Task goal: The lines to extract start at the one containing "of the metal" and end with the last line; give them exactly and nothing more.
# START OF Data
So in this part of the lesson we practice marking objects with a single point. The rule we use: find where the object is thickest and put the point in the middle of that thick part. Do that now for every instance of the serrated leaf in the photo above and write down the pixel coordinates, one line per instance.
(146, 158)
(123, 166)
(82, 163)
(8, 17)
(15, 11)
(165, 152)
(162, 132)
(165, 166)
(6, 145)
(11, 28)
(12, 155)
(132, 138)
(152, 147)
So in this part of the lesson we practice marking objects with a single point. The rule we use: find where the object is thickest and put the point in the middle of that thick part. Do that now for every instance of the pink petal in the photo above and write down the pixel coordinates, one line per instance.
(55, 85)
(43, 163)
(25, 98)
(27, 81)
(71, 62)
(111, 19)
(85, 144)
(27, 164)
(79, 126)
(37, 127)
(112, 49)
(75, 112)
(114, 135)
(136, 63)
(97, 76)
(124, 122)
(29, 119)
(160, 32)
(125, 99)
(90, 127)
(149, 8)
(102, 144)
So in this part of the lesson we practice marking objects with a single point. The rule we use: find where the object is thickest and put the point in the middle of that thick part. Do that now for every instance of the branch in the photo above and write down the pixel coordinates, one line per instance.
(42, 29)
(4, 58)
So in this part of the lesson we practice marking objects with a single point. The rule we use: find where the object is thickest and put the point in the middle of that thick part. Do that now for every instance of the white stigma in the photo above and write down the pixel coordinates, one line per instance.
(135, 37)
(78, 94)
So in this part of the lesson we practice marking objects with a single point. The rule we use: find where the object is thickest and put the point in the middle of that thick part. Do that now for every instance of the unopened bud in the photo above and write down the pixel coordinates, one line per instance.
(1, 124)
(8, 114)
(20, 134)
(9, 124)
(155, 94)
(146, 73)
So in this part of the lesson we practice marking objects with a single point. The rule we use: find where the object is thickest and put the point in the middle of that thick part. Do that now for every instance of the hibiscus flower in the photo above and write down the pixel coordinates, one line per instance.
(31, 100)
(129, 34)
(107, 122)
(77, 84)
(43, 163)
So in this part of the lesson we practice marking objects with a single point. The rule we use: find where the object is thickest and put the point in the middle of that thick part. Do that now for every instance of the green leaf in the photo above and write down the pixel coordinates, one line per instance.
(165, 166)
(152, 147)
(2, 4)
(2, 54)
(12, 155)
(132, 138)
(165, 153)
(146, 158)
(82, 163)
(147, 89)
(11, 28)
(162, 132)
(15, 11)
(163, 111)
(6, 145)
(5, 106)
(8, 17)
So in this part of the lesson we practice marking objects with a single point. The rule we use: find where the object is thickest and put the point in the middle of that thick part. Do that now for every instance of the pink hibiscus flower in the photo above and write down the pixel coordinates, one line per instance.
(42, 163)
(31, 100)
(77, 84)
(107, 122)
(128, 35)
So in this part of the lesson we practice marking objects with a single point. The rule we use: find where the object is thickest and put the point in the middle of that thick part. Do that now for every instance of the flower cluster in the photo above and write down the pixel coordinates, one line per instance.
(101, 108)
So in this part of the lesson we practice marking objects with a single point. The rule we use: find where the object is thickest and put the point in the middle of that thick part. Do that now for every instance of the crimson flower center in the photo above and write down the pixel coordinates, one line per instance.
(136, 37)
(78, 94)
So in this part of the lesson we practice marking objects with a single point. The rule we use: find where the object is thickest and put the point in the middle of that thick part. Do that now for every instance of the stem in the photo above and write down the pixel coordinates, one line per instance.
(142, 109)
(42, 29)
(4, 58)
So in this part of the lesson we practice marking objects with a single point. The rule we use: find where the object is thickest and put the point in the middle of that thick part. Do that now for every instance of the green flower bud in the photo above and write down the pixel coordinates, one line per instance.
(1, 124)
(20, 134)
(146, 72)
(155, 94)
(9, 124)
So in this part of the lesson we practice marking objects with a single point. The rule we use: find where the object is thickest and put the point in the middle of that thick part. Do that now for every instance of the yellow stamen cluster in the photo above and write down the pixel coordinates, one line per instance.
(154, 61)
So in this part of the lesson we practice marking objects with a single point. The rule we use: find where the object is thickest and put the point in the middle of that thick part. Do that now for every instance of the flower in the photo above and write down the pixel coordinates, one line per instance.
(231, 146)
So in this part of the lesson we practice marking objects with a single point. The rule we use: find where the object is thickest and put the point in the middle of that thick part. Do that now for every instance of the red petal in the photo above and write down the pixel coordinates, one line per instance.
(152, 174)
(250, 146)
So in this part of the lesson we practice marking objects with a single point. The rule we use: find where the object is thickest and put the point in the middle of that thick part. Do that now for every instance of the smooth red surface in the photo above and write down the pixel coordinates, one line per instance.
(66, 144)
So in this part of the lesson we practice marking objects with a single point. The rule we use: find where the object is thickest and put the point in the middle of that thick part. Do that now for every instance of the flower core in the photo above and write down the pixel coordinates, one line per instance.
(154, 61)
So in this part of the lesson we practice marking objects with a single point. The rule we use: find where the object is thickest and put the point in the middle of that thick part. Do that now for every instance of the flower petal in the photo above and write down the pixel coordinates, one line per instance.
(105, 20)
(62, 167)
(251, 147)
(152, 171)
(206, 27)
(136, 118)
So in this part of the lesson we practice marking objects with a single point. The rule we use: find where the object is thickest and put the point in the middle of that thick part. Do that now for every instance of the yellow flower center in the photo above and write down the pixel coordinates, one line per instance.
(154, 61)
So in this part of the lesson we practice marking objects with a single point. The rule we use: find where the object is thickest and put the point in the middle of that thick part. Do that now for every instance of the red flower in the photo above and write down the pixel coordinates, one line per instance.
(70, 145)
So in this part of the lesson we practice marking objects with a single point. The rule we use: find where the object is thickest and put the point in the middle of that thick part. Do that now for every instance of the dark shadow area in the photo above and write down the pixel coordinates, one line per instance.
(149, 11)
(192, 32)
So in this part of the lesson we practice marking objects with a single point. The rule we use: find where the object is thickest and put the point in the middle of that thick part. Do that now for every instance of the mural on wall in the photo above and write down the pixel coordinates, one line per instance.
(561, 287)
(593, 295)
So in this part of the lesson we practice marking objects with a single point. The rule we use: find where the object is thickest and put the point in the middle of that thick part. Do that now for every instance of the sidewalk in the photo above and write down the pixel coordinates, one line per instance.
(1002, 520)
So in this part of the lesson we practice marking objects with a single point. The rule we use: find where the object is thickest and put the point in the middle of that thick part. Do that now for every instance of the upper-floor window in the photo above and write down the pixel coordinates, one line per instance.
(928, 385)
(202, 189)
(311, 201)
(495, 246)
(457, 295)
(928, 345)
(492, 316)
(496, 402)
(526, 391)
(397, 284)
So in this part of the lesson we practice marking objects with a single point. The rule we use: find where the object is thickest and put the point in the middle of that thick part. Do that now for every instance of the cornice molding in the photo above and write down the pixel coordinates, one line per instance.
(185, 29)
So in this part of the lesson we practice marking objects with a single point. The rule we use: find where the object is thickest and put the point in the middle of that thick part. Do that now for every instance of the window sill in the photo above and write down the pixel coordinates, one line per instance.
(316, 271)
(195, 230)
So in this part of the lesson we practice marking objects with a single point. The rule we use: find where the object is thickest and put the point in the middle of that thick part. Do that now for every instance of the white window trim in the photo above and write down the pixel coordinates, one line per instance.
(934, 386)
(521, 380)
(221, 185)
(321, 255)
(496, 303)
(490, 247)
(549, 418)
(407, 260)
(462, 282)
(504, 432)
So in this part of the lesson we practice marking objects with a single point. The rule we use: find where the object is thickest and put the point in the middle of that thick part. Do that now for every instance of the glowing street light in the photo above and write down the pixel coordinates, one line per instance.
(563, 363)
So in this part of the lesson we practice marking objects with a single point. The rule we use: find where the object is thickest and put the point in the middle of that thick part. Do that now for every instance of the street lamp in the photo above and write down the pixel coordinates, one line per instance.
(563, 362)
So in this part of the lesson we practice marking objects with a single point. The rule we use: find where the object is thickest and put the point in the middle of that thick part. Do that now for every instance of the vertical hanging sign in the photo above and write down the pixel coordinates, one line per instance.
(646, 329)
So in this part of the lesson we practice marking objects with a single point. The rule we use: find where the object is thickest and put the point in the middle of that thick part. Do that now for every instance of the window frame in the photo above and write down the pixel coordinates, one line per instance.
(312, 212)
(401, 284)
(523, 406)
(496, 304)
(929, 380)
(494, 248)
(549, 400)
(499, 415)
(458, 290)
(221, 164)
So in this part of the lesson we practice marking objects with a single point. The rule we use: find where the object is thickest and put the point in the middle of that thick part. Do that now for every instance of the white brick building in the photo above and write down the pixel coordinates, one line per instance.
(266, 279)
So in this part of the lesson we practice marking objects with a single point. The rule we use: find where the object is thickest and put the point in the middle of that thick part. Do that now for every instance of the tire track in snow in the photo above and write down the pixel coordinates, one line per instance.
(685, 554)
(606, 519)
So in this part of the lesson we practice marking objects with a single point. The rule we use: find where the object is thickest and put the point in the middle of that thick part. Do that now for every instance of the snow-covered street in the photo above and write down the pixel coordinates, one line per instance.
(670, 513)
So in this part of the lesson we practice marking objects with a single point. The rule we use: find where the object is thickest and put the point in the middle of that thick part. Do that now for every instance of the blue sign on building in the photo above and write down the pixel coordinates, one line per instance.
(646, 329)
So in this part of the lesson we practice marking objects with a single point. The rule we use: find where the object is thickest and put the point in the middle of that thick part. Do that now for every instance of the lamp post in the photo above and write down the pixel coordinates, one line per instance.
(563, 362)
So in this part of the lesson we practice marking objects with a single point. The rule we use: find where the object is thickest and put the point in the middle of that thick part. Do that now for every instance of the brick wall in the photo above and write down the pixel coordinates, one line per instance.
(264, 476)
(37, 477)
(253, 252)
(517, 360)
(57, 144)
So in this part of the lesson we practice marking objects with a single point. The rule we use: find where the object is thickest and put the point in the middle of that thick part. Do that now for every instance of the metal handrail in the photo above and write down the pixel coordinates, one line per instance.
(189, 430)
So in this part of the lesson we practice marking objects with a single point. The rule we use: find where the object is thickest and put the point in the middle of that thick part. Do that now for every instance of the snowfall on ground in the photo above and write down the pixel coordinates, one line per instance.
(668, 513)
# END OF Data
The answer:
So in this part of the lesson we practice marking objects with a single point. The rule we use: find where the object is thickest and put the point in the middle of that thick part. Do that now for every instance of the metal handrail in the photo above and write down the pixel coordinates, one line per instance.
(189, 430)
So in this part of the lesson we practice marking objects with a single point. The rule we use: find where the object is thickest and put the point in the middle of that thick part. Do that now for every instance of the snowfall on ground in the photo above and write down the pixel coordinates, one line per instance.
(668, 513)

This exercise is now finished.